# Exercise
Copy the items word for word, starting at the line that contains "Return one point per instance of the sponsor" and continuing through the last line of the items.

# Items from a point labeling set

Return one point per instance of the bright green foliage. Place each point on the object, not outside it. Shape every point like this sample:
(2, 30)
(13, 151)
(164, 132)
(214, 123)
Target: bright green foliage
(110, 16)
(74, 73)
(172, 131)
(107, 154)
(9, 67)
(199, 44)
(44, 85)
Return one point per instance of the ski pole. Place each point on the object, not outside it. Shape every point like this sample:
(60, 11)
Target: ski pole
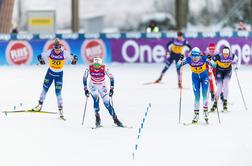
(84, 111)
(217, 110)
(111, 100)
(246, 108)
(180, 91)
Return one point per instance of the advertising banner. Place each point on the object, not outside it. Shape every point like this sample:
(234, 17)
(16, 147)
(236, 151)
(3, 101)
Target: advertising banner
(25, 52)
(154, 50)
(24, 49)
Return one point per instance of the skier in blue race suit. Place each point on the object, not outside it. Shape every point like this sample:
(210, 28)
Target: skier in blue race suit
(56, 58)
(198, 65)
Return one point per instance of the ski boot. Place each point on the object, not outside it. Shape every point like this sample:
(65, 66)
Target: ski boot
(117, 122)
(206, 115)
(225, 106)
(38, 107)
(97, 120)
(61, 116)
(196, 116)
(214, 107)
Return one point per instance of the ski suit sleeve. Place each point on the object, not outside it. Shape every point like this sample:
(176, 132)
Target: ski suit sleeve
(188, 45)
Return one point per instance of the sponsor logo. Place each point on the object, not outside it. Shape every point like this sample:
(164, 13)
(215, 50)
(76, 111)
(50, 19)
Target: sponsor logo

# Output for this task
Return one point per instance of the sponsor logo. Place each point on the object, not outside it. Shape every point like this sample:
(164, 13)
(215, 50)
(76, 111)
(50, 19)
Target: sponsor logo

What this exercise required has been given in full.